Pointing records
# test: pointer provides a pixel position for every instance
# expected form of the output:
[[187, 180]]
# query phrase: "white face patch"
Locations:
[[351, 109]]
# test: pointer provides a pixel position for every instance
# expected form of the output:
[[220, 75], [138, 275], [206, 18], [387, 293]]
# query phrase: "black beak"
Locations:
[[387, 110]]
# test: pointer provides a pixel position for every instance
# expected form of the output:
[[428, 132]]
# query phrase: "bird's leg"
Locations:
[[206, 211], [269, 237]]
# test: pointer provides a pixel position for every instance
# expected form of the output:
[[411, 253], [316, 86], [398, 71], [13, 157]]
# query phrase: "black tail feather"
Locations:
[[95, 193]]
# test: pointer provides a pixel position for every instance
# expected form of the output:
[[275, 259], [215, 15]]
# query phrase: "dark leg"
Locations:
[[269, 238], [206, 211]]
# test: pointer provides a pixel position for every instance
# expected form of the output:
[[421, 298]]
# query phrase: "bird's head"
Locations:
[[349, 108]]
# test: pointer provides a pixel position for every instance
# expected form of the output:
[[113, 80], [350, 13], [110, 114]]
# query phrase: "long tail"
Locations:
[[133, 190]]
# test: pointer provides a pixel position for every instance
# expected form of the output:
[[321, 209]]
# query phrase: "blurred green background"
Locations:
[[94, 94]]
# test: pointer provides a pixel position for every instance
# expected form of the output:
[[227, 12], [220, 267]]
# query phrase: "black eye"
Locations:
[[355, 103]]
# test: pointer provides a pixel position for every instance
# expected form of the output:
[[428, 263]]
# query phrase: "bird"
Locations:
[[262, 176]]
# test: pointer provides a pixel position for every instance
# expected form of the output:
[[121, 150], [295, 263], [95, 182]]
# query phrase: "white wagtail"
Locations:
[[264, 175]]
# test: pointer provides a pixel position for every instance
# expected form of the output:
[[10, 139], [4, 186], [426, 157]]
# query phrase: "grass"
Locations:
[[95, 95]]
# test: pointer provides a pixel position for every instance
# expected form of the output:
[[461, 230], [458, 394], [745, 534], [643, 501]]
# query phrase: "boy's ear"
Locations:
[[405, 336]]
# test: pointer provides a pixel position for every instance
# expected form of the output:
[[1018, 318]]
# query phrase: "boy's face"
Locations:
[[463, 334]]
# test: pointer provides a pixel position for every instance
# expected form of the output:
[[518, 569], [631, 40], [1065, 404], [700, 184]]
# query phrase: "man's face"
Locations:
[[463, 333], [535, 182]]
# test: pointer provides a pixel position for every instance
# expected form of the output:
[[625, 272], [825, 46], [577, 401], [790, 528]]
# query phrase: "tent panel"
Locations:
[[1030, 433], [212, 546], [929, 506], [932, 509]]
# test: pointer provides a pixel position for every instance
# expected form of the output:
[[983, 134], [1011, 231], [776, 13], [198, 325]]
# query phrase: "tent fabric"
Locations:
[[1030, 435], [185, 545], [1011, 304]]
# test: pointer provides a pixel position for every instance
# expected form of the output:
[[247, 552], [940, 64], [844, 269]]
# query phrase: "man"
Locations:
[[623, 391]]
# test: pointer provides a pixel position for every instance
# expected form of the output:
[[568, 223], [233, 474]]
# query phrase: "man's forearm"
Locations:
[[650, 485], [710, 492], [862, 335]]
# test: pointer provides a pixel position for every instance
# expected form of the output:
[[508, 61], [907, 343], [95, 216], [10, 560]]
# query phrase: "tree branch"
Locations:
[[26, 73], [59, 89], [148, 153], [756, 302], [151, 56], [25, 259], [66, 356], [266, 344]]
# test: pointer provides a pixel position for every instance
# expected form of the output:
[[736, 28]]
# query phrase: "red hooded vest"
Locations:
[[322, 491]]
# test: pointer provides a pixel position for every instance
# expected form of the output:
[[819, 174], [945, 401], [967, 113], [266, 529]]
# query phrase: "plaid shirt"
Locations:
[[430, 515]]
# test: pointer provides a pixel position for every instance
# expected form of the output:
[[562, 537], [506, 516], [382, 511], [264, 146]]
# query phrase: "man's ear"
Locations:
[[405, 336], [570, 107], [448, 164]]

• Task to complete: Rewrite the data, starting at the beginning and ending at the line that contains "[[349, 108]]", with every line included. Decrease each coordinate in the answers by 3, and leave all other lines unchanged.

• Response:
# test: pointer provides a pixel position for every instance
# expected form of the output:
[[187, 180]]
# query phrase: "white face patch"
Locations:
[[348, 106]]
# test: pointer provides a pixel position for every instance
# expected form of the output:
[[220, 75], [138, 275], [206, 18], [387, 293]]
# query phrase: "black beak"
Locations:
[[384, 107]]
# test: pointer provides a pixel position for every instance
# expected form of the output:
[[428, 132]]
# query phrase: "bird's leg"
Locations:
[[203, 208], [266, 234]]
# test: pointer provides a pixel position for every instance
# expected form of the output:
[[411, 253], [316, 86], [398, 71], [13, 157]]
# query phrase: "black tail feather"
Locations:
[[92, 190]]
# test: pointer provides a pixel position for every instance
# expected form of the output:
[[275, 259], [215, 15]]
# query phrase: "dark leg"
Locations:
[[266, 235], [203, 208]]
# test: pointer provides a pixel position for every instance
# expected form of the output:
[[421, 298]]
# query phrase: "bird's head"
Locations:
[[346, 105]]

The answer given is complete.